▶ _Texto de apoio_
Pouco divulgada na grande mídia, a bocha é uma modalidade esportiva de grande presença na capital gaúcha. Com 34 canchas regulamentadas em Porto Alegre, o esporte tem fama de ser democrático, saudável e propício para fazer amigos.
A regra é simples. Se o jogo for em trios, seis esferas para cada equipe e o desafio é aproximar ao máximo os globos do bolim. A equipe que chegar mais perto, vence. E então, conhece o jogo? É a bocha. Provavelmente muita gente já ouviu falar, alguns já assistiram uma partida, poucos experimentaram e quase ninguém conhece alguém que jogue.
De origem italiana, o boccie — como era denominada a Bocha — começou a ser praticado no Império Romano. Passou por países, culturas, transformações em suas modalidades e, por meio de gerações, foi perpetuada. Em Porto Alegre, quinhentos anos após seu surgimento, um espaço em meio à natureza e calmaria de um dia de semana no Parque Farroupilha, a Redenção, a Sociedade Esportiva Recanto da Alegria, perpetua o jogo como sinônimo de vitalidade, integração e inteligência.
“Aqui tu encontras o maior número de idosos por m² do Rio Grande do Sul”
Existente desde 1975, hoje a SOERAL, a Sociedade Esportiva Recanto da Alegria, reúne cerca de 300 idosos ao longo do dia para praticar saúde. Oferecendo espaços para jogo de bocha, cartas, damas, xadrez e dominó, é um espaço de integração e lazer aos aposentados dos bairros Bom Fim, Rio Branco, Farroupilha, Cidade Baixa e arredores. De acordo com Alcir
Argenta, presidente da sociedade desde 2010, o local recebe o maior número de idosos por m² do Rio Grande do Sul. “Das oito da manhã às oito da noite tu vais ver idosos aqui, exercitando a cabeça e cultivando amizades”, relata o líder que possui alta aprovação dos associados por sua gestão.
Com uma mensalidade de R$ 7,00 , a SOERAL garante de segunda a segunda um ambiente simples, porém aberto, limpo e com toda infraestrutura para receber seus mais de trezentos associados. Na bocha, modalidade que é o carro chefe da sociedade, a novidade são as canchas com borrachas sintéticas, e não mais de areia, que garantem ainda mais a higiene e
profissionalização do local para os treinos das equipes para os campeonatos estaduais.
Falando em campeonatos, a SOERAL é destaque no Rio Grande do Sul. Além de receber diariamente atletas referência no esporte, recebe também juízes e fornece espaço para o treino das equipes que vêm colecionando prêmios no estado. Por exemplo, em 2014, atletas da 3ª idade conquistaram o Bi Campeonato Municipal da Série Ouro na categoria Cancha Sintética, promovido pela Secretaria dos Esportes, Recreação e Lazer de Porto Alegre. O grupo também foi vice-campeão na Série Principal do mesmo campeonato.

▶ _Dados coletados_
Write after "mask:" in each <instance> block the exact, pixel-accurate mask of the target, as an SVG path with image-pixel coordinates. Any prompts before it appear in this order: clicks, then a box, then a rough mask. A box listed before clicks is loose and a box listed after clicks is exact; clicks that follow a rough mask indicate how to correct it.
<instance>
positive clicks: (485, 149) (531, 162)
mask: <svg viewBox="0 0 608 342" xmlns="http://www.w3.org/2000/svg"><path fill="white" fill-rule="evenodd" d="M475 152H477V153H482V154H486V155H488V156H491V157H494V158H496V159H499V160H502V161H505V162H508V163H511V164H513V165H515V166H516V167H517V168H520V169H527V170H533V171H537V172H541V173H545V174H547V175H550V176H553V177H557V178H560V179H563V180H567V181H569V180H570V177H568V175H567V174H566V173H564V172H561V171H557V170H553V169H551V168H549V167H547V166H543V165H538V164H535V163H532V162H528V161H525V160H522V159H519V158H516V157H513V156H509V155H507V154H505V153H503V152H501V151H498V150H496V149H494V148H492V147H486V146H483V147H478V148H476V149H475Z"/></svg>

▶ _Atividades propostas_
**1.** Responda com base no texto sobre a bocha:
(a) Quantas canchas regulamentadas existem em Porto Alegre?
(b) Desde que ano Alcir Argenta é presidente da sociedade?
(c) Qual é o valor da mensalidade cobrada pela SOERAL?
**2.** Escreva a continuação do texto sobre a bocha, começando logo após a última frase.
O material reunido não tem relação com o texto sobre a bocha.

▶ _Gabarito_
**1.**
(a) 34 canchas.
(b) Desde 2010.
(c) R$ 7,00.

**2.**
Praticada prioritariamente por idosos, a bocha é destaque em Porto Alegre
Além da Sociedade Esportiva Recanto da Alegria, a SOERAL, uma série de outros clubes em Porto Alegre incentivam o esporte. Dos trinta e quatro espaços presentes da capital, alguns deles são salientados pelo coordenador de bocha da SOERAL, Ervino Ludwig, 66 anos, como os mais ativos e concorrentes. São elas a Acecrir, Anvipan, Sogipa, Piratini, Ipanema, Teresópolis e Chácara das Pedras. “Além de principais rivais, são clubes consolidados que nos ajudam a continuar com o esporte”, destaca Ervino.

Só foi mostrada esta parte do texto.